**ANWEISUNGEN UND VORGABEN**
Gib die Einträge unten wortwörtlich wieder, vom Anfang an bis einschließlich der Zeile, die „(1109, 705)“ enthält.
——————
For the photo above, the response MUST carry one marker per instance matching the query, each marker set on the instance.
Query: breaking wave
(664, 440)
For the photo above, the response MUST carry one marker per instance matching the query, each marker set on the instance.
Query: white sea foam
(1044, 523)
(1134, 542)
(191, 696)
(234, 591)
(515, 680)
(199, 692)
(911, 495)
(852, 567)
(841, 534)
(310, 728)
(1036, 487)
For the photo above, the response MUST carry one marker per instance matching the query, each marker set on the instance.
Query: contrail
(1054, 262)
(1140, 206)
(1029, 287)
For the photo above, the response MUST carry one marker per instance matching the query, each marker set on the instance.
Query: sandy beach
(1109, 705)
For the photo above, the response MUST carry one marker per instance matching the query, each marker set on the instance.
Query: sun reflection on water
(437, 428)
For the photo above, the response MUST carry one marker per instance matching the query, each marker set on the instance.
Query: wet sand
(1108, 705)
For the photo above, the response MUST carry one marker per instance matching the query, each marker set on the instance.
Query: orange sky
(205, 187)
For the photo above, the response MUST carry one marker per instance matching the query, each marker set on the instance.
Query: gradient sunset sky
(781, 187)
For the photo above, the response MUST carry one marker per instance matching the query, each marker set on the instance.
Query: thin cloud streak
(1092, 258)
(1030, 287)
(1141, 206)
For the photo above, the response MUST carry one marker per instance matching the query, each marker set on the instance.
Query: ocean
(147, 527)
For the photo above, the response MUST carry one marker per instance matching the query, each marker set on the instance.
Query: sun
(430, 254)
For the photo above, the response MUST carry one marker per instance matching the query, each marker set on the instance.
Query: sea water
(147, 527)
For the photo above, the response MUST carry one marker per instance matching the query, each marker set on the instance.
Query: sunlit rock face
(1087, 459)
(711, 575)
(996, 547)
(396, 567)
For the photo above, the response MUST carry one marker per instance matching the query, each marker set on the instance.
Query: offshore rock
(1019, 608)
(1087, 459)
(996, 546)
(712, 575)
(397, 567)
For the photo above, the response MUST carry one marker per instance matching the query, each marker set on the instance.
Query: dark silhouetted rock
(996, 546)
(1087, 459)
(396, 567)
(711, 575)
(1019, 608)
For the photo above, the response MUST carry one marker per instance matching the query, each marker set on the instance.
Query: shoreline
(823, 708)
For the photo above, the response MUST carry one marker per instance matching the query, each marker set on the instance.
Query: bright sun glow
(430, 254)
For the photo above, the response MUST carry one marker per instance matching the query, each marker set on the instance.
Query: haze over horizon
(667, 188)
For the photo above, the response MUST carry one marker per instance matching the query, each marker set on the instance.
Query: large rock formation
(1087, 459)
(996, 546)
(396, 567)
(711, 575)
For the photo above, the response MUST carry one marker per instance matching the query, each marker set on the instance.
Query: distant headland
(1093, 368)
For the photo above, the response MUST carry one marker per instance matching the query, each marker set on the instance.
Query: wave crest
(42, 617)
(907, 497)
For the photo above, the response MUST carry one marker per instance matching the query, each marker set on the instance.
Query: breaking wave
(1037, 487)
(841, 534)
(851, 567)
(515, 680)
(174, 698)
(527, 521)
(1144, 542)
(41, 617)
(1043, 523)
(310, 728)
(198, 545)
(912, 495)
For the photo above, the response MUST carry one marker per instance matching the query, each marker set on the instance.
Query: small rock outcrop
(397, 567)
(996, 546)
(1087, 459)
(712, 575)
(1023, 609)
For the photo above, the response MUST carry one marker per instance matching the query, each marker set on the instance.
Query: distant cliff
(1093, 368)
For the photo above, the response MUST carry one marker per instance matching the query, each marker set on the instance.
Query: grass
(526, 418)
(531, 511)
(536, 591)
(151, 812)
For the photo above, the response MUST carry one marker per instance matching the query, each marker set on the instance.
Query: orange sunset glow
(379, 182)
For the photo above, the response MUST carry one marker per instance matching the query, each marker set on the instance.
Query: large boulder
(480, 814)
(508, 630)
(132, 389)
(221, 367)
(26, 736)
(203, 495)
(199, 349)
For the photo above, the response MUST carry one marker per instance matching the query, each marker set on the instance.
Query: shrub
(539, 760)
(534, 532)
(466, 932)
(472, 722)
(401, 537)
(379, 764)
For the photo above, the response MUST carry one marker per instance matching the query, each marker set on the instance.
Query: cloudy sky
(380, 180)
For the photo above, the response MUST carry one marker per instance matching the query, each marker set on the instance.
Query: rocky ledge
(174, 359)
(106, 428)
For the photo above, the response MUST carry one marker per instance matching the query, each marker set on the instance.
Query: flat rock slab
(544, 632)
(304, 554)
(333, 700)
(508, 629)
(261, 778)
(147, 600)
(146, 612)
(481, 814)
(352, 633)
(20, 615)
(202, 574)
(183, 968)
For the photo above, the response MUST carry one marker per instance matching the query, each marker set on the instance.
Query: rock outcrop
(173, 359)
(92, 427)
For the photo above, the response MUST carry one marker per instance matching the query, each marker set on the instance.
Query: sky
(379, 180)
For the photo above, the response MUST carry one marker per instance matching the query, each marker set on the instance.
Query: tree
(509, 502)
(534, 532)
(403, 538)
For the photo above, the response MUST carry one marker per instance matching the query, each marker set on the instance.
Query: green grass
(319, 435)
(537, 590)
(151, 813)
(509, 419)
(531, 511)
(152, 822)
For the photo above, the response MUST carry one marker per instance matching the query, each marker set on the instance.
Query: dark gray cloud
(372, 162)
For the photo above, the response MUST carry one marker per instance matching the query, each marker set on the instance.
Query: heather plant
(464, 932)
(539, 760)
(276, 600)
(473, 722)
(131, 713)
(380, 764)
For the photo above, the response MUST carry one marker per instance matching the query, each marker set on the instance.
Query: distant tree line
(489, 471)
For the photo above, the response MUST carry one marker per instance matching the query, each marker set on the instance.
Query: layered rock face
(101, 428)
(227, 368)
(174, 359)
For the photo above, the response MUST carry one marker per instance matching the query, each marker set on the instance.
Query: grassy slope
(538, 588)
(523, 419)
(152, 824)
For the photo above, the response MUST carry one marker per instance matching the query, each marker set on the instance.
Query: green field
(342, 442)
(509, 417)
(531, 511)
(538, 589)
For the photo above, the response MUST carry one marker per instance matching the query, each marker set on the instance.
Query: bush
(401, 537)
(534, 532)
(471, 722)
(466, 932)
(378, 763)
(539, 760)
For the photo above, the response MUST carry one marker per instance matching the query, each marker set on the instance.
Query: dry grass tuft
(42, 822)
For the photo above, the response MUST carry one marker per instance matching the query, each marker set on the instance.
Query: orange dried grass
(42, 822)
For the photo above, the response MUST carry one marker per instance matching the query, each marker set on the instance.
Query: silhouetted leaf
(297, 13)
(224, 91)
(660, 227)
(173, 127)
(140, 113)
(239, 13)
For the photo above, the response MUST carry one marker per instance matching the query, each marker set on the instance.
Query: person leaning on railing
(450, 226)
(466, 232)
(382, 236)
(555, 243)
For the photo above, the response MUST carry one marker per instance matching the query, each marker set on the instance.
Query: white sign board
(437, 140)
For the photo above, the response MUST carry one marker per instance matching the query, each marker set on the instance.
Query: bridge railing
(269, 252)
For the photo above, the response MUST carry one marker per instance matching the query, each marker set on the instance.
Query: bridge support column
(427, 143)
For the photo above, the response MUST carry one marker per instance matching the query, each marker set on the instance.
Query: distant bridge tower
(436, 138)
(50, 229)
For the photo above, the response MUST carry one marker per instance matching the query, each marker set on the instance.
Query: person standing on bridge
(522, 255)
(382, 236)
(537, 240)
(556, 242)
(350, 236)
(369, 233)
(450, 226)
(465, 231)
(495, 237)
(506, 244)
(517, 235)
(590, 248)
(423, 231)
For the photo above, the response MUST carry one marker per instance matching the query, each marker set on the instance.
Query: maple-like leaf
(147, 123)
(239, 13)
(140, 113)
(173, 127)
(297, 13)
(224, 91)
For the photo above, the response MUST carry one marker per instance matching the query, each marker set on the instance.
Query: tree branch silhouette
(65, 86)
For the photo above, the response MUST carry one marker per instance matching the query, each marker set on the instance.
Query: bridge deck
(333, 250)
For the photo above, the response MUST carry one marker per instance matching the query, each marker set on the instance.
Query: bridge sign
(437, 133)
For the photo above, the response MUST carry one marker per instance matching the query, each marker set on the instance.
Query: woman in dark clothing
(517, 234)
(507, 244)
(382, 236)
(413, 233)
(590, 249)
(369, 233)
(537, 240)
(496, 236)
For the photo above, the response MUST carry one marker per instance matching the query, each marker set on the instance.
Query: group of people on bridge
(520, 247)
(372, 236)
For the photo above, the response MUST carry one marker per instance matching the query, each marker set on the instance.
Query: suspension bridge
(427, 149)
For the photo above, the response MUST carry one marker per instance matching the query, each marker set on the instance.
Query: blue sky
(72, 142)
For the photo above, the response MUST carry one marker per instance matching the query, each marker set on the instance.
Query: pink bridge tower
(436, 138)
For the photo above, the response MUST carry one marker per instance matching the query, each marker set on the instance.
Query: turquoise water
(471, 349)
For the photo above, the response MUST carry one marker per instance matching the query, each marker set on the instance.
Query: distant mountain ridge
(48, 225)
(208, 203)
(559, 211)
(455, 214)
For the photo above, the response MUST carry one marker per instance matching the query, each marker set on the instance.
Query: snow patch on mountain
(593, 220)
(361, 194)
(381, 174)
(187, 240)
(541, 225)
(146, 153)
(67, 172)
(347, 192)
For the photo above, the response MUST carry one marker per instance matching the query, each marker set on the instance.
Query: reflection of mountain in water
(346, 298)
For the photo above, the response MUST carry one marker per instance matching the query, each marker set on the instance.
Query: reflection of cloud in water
——————
**ERGEBNIS DIESER AUFGABE**
For the photo above, the response MUST carry one marker per instance matching the query, each marker set on the instance.
Query: breaking wave
(664, 440)
For the photo above, the response MUST carry one marker per instance matching the query, each marker set on the instance.
Query: white sea foam
(1044, 523)
(1134, 542)
(191, 696)
(234, 591)
(515, 680)
(199, 692)
(911, 495)
(852, 567)
(841, 534)
(310, 728)
(1036, 487)
For the photo above, the response MUST carry one marker per instance matching the query, each marker set on the instance.
Query: contrail
(1054, 262)
(1140, 206)
(1029, 287)
For the photo above, the response MUST carry one marker per instance matching the query, each marker set on the instance.
Query: sandy beach
(1109, 705)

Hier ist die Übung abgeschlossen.